> [Deine Aufgabe]: Welche Zeilen der Datensätze unten enthalten die Zeichenfolge „backdrop“? Gib jede dieser Zeilen vollständig wieder und achte dabei auf Groß- und Kleinschreibung.

> [Bereitgestellte Datensätze]:
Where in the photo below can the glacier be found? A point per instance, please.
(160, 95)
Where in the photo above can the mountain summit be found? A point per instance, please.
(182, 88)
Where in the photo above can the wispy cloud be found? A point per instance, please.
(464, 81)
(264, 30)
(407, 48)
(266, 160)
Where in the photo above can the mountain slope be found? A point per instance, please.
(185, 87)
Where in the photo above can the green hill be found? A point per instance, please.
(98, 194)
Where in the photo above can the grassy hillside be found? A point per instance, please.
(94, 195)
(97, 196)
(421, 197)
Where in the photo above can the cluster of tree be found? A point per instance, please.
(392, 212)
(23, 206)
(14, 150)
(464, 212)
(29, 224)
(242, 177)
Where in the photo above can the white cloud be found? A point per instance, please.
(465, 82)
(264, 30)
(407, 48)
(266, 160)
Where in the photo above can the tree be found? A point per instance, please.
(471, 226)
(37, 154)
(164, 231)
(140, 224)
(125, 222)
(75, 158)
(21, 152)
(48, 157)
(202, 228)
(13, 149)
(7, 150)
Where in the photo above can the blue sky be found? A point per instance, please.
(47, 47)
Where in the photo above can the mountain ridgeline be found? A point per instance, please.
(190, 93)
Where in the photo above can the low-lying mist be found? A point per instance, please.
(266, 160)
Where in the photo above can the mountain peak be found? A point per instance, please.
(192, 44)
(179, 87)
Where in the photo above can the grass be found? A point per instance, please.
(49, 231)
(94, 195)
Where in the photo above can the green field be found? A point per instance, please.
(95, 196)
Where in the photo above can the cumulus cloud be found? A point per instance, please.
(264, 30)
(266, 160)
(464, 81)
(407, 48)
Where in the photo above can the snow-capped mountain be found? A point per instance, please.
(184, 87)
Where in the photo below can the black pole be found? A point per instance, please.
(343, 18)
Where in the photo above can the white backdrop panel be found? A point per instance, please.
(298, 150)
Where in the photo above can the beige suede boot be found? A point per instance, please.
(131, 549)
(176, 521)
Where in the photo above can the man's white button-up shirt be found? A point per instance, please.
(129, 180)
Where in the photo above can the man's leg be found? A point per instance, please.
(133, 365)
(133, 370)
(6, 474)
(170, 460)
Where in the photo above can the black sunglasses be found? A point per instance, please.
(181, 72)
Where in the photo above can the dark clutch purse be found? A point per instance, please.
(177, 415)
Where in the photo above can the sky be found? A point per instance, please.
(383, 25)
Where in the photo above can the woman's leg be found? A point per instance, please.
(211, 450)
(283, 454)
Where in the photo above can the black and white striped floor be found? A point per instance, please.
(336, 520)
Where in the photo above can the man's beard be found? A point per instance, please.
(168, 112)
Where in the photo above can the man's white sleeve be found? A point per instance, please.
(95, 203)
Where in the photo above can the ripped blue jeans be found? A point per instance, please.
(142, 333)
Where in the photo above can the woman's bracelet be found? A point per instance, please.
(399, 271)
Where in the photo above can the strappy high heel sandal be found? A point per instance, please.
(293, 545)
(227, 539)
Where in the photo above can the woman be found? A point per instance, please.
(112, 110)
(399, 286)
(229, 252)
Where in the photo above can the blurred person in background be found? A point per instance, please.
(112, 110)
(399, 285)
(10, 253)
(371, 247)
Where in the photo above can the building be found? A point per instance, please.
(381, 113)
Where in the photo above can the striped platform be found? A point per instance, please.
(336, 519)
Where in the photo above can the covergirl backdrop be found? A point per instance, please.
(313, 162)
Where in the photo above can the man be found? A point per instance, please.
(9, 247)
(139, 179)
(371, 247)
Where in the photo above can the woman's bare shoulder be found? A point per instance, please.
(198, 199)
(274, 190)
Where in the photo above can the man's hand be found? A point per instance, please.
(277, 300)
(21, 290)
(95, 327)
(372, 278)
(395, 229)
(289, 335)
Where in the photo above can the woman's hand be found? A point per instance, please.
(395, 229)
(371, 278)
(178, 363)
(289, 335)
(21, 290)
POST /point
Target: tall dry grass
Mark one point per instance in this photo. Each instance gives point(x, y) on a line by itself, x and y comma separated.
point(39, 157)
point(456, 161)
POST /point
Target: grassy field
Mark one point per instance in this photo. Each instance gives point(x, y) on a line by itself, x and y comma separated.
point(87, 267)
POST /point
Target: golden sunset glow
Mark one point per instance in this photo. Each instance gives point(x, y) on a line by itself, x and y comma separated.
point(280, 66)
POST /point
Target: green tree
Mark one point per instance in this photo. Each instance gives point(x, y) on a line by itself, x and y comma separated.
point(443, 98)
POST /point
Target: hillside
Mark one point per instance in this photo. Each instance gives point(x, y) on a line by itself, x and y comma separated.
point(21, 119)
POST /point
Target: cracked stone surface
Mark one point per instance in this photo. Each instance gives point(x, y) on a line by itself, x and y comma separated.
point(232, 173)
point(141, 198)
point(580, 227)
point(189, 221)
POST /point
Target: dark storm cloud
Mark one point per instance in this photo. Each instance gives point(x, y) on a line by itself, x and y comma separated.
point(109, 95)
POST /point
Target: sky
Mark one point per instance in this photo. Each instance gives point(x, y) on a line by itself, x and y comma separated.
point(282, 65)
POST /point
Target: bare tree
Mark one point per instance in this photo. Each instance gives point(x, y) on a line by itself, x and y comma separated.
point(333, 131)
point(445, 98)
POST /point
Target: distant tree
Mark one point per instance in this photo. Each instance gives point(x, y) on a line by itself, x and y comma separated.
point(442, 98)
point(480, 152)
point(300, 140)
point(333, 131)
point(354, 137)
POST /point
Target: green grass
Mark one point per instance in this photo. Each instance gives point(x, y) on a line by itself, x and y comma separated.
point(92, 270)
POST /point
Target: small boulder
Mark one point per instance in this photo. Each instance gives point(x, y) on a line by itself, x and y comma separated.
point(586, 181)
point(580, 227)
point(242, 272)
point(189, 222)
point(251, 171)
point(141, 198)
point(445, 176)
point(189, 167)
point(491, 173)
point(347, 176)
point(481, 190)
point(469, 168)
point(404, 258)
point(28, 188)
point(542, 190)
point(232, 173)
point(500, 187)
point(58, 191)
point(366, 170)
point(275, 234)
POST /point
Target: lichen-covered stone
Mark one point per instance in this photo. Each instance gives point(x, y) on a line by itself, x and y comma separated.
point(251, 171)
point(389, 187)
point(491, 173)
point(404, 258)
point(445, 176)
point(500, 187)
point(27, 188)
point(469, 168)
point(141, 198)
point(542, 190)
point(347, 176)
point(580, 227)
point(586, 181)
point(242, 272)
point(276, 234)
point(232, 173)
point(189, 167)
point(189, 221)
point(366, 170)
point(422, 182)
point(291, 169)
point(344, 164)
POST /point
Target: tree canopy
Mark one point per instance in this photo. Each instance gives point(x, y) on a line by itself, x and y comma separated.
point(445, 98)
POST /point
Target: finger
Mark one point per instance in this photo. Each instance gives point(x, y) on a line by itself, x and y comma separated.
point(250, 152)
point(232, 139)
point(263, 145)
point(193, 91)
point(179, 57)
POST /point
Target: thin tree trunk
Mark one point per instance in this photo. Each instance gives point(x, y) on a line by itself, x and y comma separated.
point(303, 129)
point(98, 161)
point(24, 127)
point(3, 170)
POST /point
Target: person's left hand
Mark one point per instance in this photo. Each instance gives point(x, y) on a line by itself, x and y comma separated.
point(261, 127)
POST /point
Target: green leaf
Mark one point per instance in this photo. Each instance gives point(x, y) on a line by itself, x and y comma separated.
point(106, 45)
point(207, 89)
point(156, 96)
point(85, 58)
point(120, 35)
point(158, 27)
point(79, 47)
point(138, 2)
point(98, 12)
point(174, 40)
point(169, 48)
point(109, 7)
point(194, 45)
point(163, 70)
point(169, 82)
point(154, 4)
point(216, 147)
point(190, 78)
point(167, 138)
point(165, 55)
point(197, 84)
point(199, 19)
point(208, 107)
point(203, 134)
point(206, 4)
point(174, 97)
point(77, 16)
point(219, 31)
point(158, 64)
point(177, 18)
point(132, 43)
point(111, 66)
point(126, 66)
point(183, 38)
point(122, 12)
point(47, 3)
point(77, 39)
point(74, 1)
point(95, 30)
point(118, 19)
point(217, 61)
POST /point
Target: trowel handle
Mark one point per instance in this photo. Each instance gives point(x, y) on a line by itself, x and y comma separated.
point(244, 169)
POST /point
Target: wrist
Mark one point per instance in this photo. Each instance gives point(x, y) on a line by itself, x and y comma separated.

> [Lösung der Aufgabe]:
Where in the photo above can the white backdrop panel be found? A point per instance, please.
Where in the photo above can the covergirl backdrop be found? A point per instance, please.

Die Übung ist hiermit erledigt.